## TO BE DONE
Retype the entries starting with the line containing "Hi there! Could you please locate the bare" and going on through the line containing "130, 363, 167]]", leaving out the pictures.

## TASK DATA
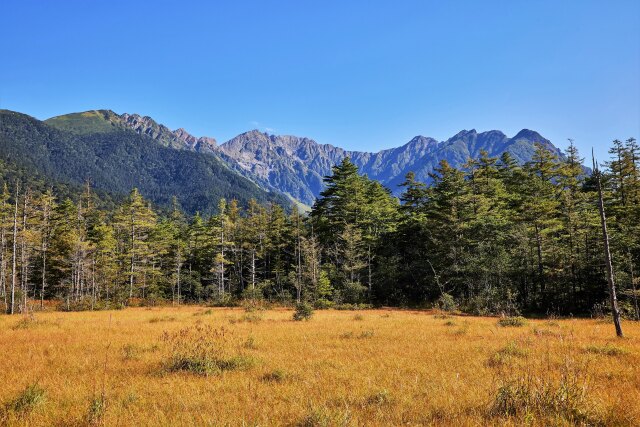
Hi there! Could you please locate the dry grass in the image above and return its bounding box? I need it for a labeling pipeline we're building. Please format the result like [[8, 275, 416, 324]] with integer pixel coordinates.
[[0, 307, 640, 426]]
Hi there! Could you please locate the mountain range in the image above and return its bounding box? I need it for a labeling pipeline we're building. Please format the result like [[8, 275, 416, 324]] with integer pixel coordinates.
[[0, 110, 562, 212]]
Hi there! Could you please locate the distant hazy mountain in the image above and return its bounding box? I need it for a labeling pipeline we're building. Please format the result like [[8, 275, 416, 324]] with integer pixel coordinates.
[[45, 110, 561, 205], [0, 110, 288, 213], [218, 129, 560, 204]]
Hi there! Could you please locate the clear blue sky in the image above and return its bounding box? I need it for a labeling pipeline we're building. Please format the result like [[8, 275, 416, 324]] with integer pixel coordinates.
[[0, 0, 640, 158]]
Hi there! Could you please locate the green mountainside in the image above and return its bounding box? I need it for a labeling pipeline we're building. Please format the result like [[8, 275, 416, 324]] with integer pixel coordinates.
[[0, 110, 289, 213]]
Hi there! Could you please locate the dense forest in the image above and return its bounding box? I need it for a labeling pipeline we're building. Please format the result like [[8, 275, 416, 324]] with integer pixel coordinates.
[[0, 139, 640, 319]]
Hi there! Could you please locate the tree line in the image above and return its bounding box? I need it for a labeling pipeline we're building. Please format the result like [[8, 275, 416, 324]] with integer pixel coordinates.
[[0, 138, 640, 319]]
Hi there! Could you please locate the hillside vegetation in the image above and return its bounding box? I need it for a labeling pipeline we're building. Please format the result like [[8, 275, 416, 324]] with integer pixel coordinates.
[[0, 110, 288, 214]]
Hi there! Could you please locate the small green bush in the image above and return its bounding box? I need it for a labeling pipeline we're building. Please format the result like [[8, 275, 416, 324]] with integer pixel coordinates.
[[7, 383, 46, 412], [435, 293, 458, 312], [586, 344, 629, 357], [293, 302, 313, 321], [313, 298, 334, 310], [262, 369, 289, 383], [498, 316, 527, 328]]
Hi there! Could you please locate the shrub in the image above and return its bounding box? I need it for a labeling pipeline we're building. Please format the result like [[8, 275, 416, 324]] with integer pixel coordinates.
[[87, 393, 107, 425], [149, 316, 177, 323], [163, 324, 255, 376], [313, 298, 334, 310], [293, 302, 313, 321], [229, 312, 262, 324], [365, 389, 391, 406], [7, 383, 46, 412], [498, 316, 527, 328], [491, 374, 591, 425], [585, 344, 629, 356], [487, 341, 529, 367], [262, 369, 289, 383], [242, 337, 258, 350], [11, 315, 43, 330], [435, 293, 458, 312]]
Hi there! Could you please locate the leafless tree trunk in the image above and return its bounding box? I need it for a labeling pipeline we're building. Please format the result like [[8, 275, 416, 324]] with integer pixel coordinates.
[[9, 182, 20, 314], [593, 155, 623, 337]]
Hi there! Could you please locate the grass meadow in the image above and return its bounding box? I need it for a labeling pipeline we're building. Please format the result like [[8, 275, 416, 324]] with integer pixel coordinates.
[[0, 306, 640, 426]]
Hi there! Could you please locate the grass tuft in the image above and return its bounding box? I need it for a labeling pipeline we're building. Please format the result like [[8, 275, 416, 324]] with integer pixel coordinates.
[[498, 316, 527, 328], [585, 344, 629, 357], [262, 369, 289, 383], [7, 383, 46, 413]]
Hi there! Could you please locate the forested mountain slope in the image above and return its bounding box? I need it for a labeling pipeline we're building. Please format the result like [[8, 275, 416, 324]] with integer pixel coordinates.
[[46, 110, 561, 206], [0, 110, 288, 213]]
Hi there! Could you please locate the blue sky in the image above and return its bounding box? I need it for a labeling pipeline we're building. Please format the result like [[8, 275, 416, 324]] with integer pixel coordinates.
[[0, 0, 640, 158]]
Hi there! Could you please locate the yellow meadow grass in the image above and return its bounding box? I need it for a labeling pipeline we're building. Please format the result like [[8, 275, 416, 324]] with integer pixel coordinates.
[[0, 306, 640, 426]]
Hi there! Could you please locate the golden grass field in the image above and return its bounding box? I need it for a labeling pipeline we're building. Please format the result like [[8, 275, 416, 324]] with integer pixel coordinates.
[[0, 306, 640, 426]]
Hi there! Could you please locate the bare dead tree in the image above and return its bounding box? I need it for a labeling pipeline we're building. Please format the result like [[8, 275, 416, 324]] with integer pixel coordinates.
[[591, 152, 623, 337]]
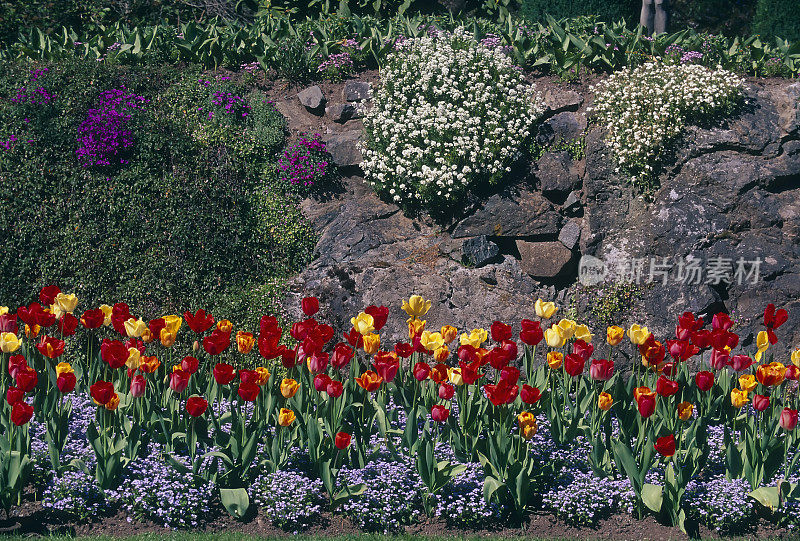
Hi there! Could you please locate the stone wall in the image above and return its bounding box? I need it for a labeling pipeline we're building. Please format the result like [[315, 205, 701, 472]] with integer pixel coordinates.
[[285, 74, 800, 354]]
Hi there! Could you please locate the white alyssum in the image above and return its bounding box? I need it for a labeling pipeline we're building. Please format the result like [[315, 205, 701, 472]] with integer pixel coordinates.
[[361, 28, 544, 206], [591, 61, 743, 186]]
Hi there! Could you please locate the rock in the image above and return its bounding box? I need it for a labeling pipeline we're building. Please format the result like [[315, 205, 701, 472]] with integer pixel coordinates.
[[461, 235, 500, 267], [558, 219, 581, 250], [325, 103, 356, 124], [543, 89, 583, 113], [297, 85, 325, 113], [516, 240, 572, 279], [342, 81, 371, 101], [452, 187, 561, 238], [536, 150, 581, 203], [324, 130, 363, 167]]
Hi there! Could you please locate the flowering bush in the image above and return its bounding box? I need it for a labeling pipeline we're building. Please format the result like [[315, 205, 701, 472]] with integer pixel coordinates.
[[592, 61, 743, 187], [42, 471, 108, 522], [362, 28, 543, 207], [250, 471, 325, 533]]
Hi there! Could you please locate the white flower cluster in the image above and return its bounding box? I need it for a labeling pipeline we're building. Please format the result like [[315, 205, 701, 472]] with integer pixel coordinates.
[[591, 62, 743, 182], [362, 28, 544, 206]]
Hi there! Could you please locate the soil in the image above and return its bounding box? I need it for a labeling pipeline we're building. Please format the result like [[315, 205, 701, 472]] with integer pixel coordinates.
[[4, 493, 797, 541]]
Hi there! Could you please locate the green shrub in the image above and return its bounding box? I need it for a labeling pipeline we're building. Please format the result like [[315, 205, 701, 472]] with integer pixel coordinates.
[[0, 62, 313, 323], [753, 0, 800, 41], [520, 0, 642, 24]]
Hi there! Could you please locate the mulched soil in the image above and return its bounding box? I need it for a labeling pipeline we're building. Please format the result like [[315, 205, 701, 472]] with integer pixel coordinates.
[[3, 493, 797, 541]]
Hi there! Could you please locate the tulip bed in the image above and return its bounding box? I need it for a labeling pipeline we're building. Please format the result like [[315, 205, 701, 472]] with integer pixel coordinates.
[[0, 286, 800, 533]]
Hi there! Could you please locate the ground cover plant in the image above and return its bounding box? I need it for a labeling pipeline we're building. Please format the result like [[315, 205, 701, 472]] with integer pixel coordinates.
[[0, 61, 318, 321], [0, 285, 800, 532]]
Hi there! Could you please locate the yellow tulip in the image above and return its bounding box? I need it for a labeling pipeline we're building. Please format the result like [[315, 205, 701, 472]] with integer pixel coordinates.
[[739, 374, 758, 393], [255, 366, 269, 385], [606, 325, 625, 346], [350, 312, 375, 336], [533, 299, 558, 319], [442, 325, 458, 344], [678, 402, 694, 421], [100, 304, 114, 327], [160, 327, 178, 347], [125, 348, 142, 370], [0, 332, 22, 353], [278, 408, 295, 426], [558, 319, 575, 341], [544, 325, 567, 348], [281, 378, 300, 398], [597, 392, 614, 411], [731, 389, 750, 408], [125, 317, 147, 338], [161, 315, 183, 334], [419, 331, 444, 351], [547, 351, 564, 370], [575, 325, 592, 344], [364, 334, 381, 355], [402, 295, 431, 319], [628, 323, 650, 346], [56, 362, 74, 377]]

## SOLUTION
Hi there! Could you please locate the bare dead tree in the image above and return its bounding box? I need it for a labeling pipeline we're building. Please format the result like [[8, 275, 416, 324]] with integer pixel coordinates.
[[591, 152, 623, 337]]
Hi there! Could you please locate the stone wall in the image above and return its bounding box? I need it for a labeling pipeline we're building. Please format the result like [[315, 205, 701, 472]] with integer pixel coordinates.
[[285, 74, 800, 354]]
Hi there! Could you please locate the white alyssum in the image above and return its bounding box? I need it for a labeling pipeline we're building. Please format the result like [[315, 205, 701, 472]] with integer pixel coordinates.
[[361, 28, 544, 206], [591, 61, 743, 186]]
Hi there! Could you please locate the rock in the image above and return its bounding box? I need it for a labeling pipeline we're building. Please format the result like [[315, 205, 701, 472]] with integer pixel coordinates.
[[461, 235, 500, 267], [558, 219, 581, 250], [325, 103, 356, 124], [543, 89, 583, 113], [297, 85, 325, 113], [516, 240, 572, 279], [342, 81, 371, 101], [452, 187, 561, 238], [536, 150, 581, 203], [324, 130, 363, 167]]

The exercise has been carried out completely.